Can you restate the records below word for word?

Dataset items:
* Begin *

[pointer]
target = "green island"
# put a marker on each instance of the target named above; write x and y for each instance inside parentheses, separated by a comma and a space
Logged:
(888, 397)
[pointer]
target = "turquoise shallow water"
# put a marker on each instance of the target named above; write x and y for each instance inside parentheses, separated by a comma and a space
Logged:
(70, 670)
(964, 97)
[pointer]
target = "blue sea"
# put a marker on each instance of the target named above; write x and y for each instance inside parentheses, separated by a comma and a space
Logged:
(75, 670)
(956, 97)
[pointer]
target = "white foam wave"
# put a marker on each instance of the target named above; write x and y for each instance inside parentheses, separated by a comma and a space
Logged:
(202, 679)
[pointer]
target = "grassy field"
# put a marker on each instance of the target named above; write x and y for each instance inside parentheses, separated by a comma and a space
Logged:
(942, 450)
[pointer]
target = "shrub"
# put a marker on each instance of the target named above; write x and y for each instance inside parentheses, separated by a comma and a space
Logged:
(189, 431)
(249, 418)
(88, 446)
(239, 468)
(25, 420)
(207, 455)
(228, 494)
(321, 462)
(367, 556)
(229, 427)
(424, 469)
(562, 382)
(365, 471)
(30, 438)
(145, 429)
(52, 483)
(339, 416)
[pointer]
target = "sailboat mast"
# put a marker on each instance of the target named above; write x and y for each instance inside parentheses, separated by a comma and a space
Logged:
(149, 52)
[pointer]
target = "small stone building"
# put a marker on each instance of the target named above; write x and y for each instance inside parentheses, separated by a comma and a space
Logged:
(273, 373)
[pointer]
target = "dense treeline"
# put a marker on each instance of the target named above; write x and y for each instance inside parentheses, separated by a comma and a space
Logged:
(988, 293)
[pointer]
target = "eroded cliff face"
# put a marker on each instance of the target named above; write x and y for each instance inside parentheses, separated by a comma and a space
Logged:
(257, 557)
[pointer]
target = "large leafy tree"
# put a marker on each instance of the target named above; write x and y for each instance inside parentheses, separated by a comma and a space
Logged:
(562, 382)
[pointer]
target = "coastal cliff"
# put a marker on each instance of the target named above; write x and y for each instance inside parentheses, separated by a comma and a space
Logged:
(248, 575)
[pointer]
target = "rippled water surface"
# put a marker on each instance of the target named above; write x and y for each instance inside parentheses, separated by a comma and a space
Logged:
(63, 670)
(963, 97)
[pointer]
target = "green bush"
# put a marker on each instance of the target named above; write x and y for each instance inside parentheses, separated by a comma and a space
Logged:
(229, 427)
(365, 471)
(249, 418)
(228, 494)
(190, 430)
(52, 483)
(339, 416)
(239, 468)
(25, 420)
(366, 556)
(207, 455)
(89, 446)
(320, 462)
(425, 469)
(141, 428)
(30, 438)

* End *

RIGHT ANSWER:
[pointer]
target = "green island"
# put a marker on each instance of the target named above; write x and y for each instance inside parentheses, separated by a comma and a space
Logged:
(888, 397)
[pointer]
target = "turquoise shallow water"
# put a marker on each instance of the target named above; write x and y for each instance inside parentheses, separated by a comma and a space
Logged:
(70, 670)
(964, 97)
[pointer]
target = "blue sea"
# put a marker on each instance of the target named above; write x and y for each instance inside parentheses, separated by a comma and a space
Logged:
(75, 670)
(956, 97)
[pointer]
target = "white foam wave"
# put a marker on each instance of the target named above; write x and y for each instance inside parentheses, separated by a comma and a space
Logged:
(202, 679)
[pointer]
target = "grassy field"
# put a marker on each instance of the target named above; write x and y for each instance inside parentheses, separated by a comma and a space
Logged:
(942, 450)
[pointer]
target = "shrub"
# put a marker on each instance of the target named above; write x and y for each instance inside parentheses, separated by a comma and a space
Logged:
(189, 431)
(249, 418)
(88, 446)
(239, 468)
(25, 420)
(207, 455)
(228, 494)
(321, 462)
(367, 556)
(229, 427)
(424, 469)
(562, 382)
(365, 471)
(30, 438)
(145, 429)
(52, 483)
(339, 416)
[pointer]
target = "sailboat mast"
# put a marker on each instance of the target named above; write x and y for each instance inside parentheses, separated by a comma and a space
Logged:
(149, 52)
[pointer]
target = "small stone building"
# put a marker on each instance of the target named above; write x and y for each instance inside parentheses, separated by a comma and a space
Logged:
(273, 373)
[pointer]
target = "dense treeline"
# put a marker on each instance of the target named above; write x and y for each instance inside parentheses, separated by a comma and a space
Logged:
(988, 293)
[pointer]
target = "eroded cliff face"
# put a marker on each instance of the target named above; write x and y for each instance inside parentheses, separated by a comma and a space
Logged:
(257, 557)
[pointer]
target = "large leafy tree"
# put a marker on each instance of the target named above; write x and y for each instance inside parentheses, separated by a comma and a space
Logged:
(562, 382)
[pointer]
target = "coastal cliff"
# put a marker on each instance of the target named above; write x and y for each instance inside parentheses, separated by a comma and a space
Logged:
(248, 575)
[pointer]
target = "rippled water surface"
# put a marker on each instance of the target named above; write x and y for each instance inside parentheses, separated by a comma and a space
Logged:
(63, 670)
(963, 97)
[pointer]
target = "green bush"
# put a marker on each instance of the target named above; write x and y for each instance inside parentheses, separated by a comma and a space
Logged:
(229, 427)
(365, 471)
(249, 418)
(228, 494)
(190, 430)
(52, 483)
(339, 416)
(239, 468)
(25, 420)
(366, 556)
(207, 455)
(89, 446)
(320, 462)
(425, 469)
(141, 428)
(30, 438)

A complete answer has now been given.